• Supplied passage
Naval energetics research needs renewed focus.

AuthorJohnson, Ashley
PositionCOMMENTARY

* While other nations are making strides in energetic material development, the United States has remained dormant. The result is a surface fleet that lacks weapons with the range to attack aircraft, ships and submarines outside enemy anti-ship cruise missile range, according to one analyst.

The Navy deemphasized sea control in the 25 years since the end of the Cold War because U.S. maritime supremacy was essentially unchallenged, wrote Bryan Clark, an analyst at the Center for Strategic and Budgetary Assessments. "Less investment went into surface fleet anti-submarine warfare and surface warfare capabilities or next-generation anti-air warfare weapons." Similarly, the Defense Department saw no peer competitors and its energetics research and development spending dropped precipitously.

• What to do
a – Set down, word for word, the part of the commentary on naval energetics research starting at "Naval energetics research" and ending at "spending dropped precipitously.".
b – Answer these questions using the commentary on naval energetics research:
(i) What kind of weapons does the commentary say the surface fleet lacks?
(ii) At which organization is Bryan Clark an analyst?
(iii) For how many years since the end of the Cold War did the Navy deemphasize sea control?
c – Extend the commentary on naval energetics research, picking up right after its final sentence.

• Information given
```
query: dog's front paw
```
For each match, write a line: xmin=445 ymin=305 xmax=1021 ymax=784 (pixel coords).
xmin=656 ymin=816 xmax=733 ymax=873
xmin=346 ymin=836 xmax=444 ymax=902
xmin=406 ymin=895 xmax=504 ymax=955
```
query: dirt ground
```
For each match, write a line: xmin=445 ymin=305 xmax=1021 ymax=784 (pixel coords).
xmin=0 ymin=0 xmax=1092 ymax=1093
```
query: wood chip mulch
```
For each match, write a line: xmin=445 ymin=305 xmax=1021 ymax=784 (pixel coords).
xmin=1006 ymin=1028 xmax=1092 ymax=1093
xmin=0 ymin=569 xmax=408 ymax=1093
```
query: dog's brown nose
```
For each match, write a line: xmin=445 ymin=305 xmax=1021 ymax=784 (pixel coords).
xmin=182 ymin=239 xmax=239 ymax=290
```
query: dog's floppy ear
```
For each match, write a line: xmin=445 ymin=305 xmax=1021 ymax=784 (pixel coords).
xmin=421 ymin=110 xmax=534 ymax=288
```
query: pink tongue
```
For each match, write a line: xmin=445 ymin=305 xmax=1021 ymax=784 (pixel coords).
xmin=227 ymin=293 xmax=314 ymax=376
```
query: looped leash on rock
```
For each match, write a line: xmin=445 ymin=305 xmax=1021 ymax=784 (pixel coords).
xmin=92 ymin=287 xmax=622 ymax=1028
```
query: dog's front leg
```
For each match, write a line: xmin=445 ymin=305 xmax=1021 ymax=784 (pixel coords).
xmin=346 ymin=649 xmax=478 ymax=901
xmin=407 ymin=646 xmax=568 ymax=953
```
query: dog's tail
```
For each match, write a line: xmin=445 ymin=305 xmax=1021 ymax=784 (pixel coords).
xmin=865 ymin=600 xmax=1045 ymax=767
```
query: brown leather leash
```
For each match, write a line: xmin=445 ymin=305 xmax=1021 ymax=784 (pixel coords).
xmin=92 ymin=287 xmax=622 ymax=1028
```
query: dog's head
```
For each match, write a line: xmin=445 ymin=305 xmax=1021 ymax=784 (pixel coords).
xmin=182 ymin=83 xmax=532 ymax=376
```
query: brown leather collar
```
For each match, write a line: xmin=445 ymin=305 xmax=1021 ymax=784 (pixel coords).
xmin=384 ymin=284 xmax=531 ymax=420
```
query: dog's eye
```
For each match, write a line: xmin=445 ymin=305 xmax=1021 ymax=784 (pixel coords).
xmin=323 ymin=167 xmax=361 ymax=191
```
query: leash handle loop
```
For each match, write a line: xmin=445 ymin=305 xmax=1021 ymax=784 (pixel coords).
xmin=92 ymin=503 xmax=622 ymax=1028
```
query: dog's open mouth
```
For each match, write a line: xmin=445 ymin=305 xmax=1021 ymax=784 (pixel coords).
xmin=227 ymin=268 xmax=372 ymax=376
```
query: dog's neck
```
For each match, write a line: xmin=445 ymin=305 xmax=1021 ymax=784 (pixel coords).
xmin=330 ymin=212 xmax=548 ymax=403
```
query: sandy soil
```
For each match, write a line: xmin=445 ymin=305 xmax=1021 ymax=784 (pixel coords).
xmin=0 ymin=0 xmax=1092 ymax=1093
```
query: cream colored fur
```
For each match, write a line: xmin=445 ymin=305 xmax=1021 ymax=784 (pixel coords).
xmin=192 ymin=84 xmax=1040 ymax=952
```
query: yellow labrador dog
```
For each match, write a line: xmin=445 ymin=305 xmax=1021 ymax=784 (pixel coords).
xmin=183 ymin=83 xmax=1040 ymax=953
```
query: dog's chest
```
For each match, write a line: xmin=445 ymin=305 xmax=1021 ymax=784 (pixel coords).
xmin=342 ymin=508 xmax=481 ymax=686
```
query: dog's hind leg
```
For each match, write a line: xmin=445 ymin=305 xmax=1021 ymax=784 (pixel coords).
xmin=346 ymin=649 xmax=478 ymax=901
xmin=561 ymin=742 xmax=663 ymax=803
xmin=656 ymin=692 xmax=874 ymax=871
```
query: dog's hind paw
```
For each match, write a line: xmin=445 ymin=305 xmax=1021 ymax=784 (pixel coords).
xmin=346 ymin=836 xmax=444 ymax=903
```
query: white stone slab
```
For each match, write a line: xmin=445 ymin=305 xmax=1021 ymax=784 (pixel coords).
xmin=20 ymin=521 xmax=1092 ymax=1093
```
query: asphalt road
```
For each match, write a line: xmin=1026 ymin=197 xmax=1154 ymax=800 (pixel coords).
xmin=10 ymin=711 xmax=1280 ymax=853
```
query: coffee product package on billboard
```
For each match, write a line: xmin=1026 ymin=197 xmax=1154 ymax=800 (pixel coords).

• Responses by task
a –
Naval energetics research needs renewed focus.

AuthorJohnson, Ashley
PositionCOMMENTARY

* While other nations are making strides in energetic material development, the United States has remained dormant. The result is a surface fleet that lacks weapons with the range to attack aircraft, ships and submarines outside enemy anti-ship cruise missile range, according to one analyst.

The Navy deemphasized sea control in the 25 years since the end of the Cold War because U.S. maritime supremacy was essentially unchallenged, wrote Bryan Clark, an analyst at the Center for Strategic and Budgetary Assessments. "Less investment went into surface fleet anti-submarine warfare and surface warfare capabilities or next-generation anti-air warfare weapons." Similarly, the Defense Department saw no peer competitors and its energetics research and development spending dropped precipitously.

b –
(i) Weapons with the range to attack aircraft, ships and submarines outside enemy anti-ship cruise missile range.
(ii) The Center for Strategic and Budgetary Assessments.
(iii) 25 years.

c –
Lack of evolution in this field isn't unique to the surface fleet. It impacts every domain of the naval enterprise: surface, undersea, air and ground. A renewed focus in energetic materials--research, development, testing and evaluation of energetics materials and systems--is required to regain the technological advantage and to provide solutions for emerging anti-access/area denial challenges.

Energetics are energy releasing materials--explosives, propellants, pyrotechnics, reactive materials, related chemicals and fuels--as well as their application in propulsion and ordnance systems engineered to optimize their effects. These complex materials are core to weapon development and help determine performance--range, speed, lethality and other effects. Energetic materials get weapons to the intended target, and ensure maximum lethality once they arrive.

Previous generations of these materials enabled U.S. technological superiority. Nitrocellulose propellants, Explosive D and fuzing extended naval gunfire's range and effects. Solid propellants in tough, lightweight, composite casings enabled submarine and ship-launched missiles; and thermobarics engineered for shoulder-launched munitions crumbled buildings at Fallujah.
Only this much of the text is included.